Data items

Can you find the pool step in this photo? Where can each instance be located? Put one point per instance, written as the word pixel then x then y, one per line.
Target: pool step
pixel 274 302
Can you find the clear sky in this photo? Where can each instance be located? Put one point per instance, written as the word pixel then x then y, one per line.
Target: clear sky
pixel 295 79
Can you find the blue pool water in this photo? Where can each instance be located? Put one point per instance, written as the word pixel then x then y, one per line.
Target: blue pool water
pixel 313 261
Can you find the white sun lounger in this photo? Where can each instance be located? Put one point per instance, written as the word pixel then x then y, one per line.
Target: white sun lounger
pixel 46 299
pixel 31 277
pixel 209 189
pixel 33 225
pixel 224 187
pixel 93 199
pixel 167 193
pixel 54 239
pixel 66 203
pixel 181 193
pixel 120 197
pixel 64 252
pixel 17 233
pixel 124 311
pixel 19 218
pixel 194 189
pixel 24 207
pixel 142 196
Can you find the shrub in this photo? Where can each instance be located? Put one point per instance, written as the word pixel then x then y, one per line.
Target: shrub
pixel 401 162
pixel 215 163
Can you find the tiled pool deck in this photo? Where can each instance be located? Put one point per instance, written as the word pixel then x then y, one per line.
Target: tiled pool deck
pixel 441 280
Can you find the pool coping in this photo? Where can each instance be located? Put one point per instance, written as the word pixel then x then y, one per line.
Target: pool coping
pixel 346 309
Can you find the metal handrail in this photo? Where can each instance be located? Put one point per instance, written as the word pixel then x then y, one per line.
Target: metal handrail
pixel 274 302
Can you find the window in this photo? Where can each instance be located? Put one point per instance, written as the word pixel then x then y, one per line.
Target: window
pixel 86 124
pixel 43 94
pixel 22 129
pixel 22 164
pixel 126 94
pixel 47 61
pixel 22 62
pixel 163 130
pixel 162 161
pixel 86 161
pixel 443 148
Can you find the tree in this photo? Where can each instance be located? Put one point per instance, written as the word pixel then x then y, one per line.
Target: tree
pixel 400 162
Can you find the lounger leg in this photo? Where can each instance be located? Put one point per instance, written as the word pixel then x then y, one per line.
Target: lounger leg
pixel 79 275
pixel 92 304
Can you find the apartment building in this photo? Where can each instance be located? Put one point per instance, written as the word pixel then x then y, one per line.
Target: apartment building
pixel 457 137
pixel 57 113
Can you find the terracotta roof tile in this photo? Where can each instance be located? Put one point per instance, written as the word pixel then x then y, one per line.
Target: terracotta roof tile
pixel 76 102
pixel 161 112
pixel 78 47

* _DESCRIPTION OF THE TASK_
Copy the listing above line for line, with no changes.

* _WRITTEN REPLY_
Can you find the pool step in this photo? Where can each instance be located? Put one point per instance, written as the word pixel then x then y, one per line.
Target: pool step
pixel 274 302
Can you find the clear sky in this photo? Where can each instance be located? Put one point per instance, written as the word pixel then x then y, one per line.
Target: clear sky
pixel 295 79
Can you find the blue pool water in this photo? Where can each instance be located? Put one point per instance, written as the word pixel then x then y, one per line.
Target: blue pool water
pixel 313 261
Can you find the white sun lounger in this photo? Where can each instance be located? Put one point per instance, written as the word pixel then x then y, one per line.
Target: white sun lounger
pixel 46 299
pixel 31 277
pixel 209 189
pixel 33 225
pixel 224 187
pixel 93 199
pixel 167 193
pixel 54 239
pixel 66 203
pixel 181 193
pixel 120 197
pixel 64 252
pixel 17 233
pixel 124 311
pixel 19 218
pixel 194 189
pixel 24 207
pixel 142 196
Can you find the shrub in this photo? Where can each instance be located? Put one point per instance, written as the word pixel then x then y, one per line.
Target: shrub
pixel 401 162
pixel 215 163
Can you find the tiled pool deck in this photo? Where can each instance be located? Put one point per instance, written as the word pixel then x then y, one per line.
Target: tiled pool deck
pixel 441 280
Can you find the pool coping in this photo? Where can each instance be located? Put one point per instance, written as the word pixel then x then y, one per line.
Target: pool coping
pixel 346 309
Can you find the metal handrail in this photo? Where can each instance be located? Put one point per instance, written as the word pixel then x then y, one per line.
Target: metal handrail
pixel 274 302
Can you find the window in this photo? Where can each instance be located? Put one point per instance, written as the word pixel then x then y, one per line.
Target: window
pixel 86 124
pixel 43 94
pixel 22 129
pixel 22 164
pixel 126 94
pixel 47 61
pixel 22 62
pixel 163 130
pixel 162 161
pixel 86 161
pixel 443 148
Can you find the tree in this photo? Where can each instance be located? Put one point per instance, written as the word pixel then x then y, one per line.
Target: tree
pixel 400 162
Can you find the lounger leg in this photo? Where can each instance be located? Put one point per instance, written as the word pixel then x then y, one per line.
Target: lounger leg
pixel 79 275
pixel 92 304
Can you find the apartment building in this photo? Where can each instance be located? Put one point per instance, written as the word pixel then x then y, one per line.
Target: apartment building
pixel 457 137
pixel 57 113
Can you find the terracotta roof tile in this photo? Where can each instance be located? Put one point per instance, written as the word pixel then x then y, one per line.
Target: terracotta roof tile
pixel 76 102
pixel 161 112
pixel 78 47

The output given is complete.